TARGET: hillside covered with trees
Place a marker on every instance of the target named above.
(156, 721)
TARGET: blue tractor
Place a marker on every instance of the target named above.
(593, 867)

### Your objective
Rewrite all of the rows above, replacing "marker" with "pin" wherever it occurs and leaving everything else unchanged.

### Correct output
TARGET: hillside covered with trees
Place a pin on every instance of the target named above.
(156, 721)
TARGET: blue tractor
Place a pin on every instance of the target named above.
(593, 867)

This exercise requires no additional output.